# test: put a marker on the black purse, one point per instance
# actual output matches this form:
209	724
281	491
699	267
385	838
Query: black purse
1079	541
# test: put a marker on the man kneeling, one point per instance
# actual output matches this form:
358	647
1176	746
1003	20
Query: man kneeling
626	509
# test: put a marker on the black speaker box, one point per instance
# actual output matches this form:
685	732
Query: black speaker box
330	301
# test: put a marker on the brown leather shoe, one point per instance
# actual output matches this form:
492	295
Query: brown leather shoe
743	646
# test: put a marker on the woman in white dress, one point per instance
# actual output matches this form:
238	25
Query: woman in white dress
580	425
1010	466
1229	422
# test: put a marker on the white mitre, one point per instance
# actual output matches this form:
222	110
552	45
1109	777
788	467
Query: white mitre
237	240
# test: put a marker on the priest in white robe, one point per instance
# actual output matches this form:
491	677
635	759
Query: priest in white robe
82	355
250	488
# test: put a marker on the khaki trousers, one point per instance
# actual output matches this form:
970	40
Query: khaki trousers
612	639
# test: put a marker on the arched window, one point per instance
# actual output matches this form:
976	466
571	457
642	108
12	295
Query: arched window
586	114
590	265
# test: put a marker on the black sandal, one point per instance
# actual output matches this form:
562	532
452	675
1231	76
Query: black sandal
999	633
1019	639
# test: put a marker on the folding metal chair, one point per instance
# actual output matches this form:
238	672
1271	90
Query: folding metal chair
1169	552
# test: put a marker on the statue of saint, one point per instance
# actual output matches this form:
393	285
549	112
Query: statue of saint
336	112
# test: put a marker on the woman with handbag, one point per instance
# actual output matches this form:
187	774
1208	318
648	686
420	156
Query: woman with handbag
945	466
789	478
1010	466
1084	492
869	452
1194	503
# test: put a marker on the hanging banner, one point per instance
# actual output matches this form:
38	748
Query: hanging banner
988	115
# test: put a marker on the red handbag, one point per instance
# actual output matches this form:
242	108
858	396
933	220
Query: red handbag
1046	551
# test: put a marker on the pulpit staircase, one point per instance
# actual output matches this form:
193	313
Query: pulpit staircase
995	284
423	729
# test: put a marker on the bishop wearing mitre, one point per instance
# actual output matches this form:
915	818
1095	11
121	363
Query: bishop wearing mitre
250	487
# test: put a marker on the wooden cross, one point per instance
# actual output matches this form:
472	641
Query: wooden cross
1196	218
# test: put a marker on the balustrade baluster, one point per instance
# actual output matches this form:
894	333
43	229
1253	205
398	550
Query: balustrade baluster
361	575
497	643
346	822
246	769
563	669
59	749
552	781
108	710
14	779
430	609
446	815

● **Stated exercise**
Print every line of the records exactly. Omit nothing.

● **Task response**
# test: put a marker on the black purse, one point per instance
# actual output matches this form:
209	724
281	491
699	267
385	838
Query: black purse
1079	541
# test: put a marker on the man kneeling, one point per instance
# actual output matches this form:
358	647
1176	746
1003	20
Query: man kneeling
626	509
# test: put a marker on the black speaker box, one point per instance
# actual output matches this form:
685	732
Query: black speaker box
330	301
# test: put a marker on the brown leather shoe, one point per instance
# actual output matches this form:
492	295
Query: brown leather shoe
743	646
# test: put a marker on the woman in white dress, one point per instance
# actual output matches this form:
238	25
Query: woman in white dress
580	425
1010	466
1229	422
# test: put a marker on the white mitre, one point per instance
# actual output matches this form:
222	110
552	45
1109	777
788	467
Query: white mitre
237	240
# test: put a marker on the priest in white robe, one point per instance
# actual output matches this form:
491	677
635	759
Query: priest in white robe
82	355
250	488
# test: put a marker on the khaki trousers, one point per instance
# actual output matches this form:
970	40
Query: khaki trousers
612	639
# test: put a marker on the arched window, one point per instance
# actual output matches this form:
976	466
571	457
642	108
12	295
Query: arched window
586	114
590	265
# test: put a marker on the black sandal, one point per instance
# actual output matches this form:
562	532
452	675
1231	76
Query: black sandal
999	633
1019	639
# test: put a marker on the folding metal chair, one point per instance
# actual output matches this form:
238	672
1271	90
Query: folding metal chair
1169	552
# test: put a marker on the statue of saint, one point per instance
# actual output matches this form:
393	285
549	112
Query: statue of saint
336	112
# test: put a marker on the woman with handbag, one point per instance
# actual output matches this form:
187	774
1208	318
648	686
420	156
Query: woman with handbag
945	466
789	478
1010	466
1084	492
869	452
1194	503
# test: put a marker on the hanging banner, one point per instance
# actual output matches this form:
38	748
Query: hanging banner
988	115
# test: put a marker on the red handbag, one point per instance
# actual output matches this form:
242	108
858	396
933	220
Query: red handbag
1046	551
# test: put a marker on the pulpit staircase, one point per instance
# actual output matches this form:
193	313
Query: pulpit staircase
995	284
423	729
# test: put a marker on the bishop wearing mitre, one point per instance
# actual output matches this form:
915	818
1095	11
121	363
Query: bishop wearing mitre
250	487
# test: put a marker on the wooden cross, one point per instance
# actual output matches this form:
472	641
Query: wooden cross
1196	218
# test: put a marker on the balustrade baluster, one point per instance
# actual output matches this form:
894	333
43	229
1253	205
398	550
Query: balustrade baluster
361	575
497	643
346	822
246	769
563	669
59	749
552	781
108	710
14	779
430	609
446	815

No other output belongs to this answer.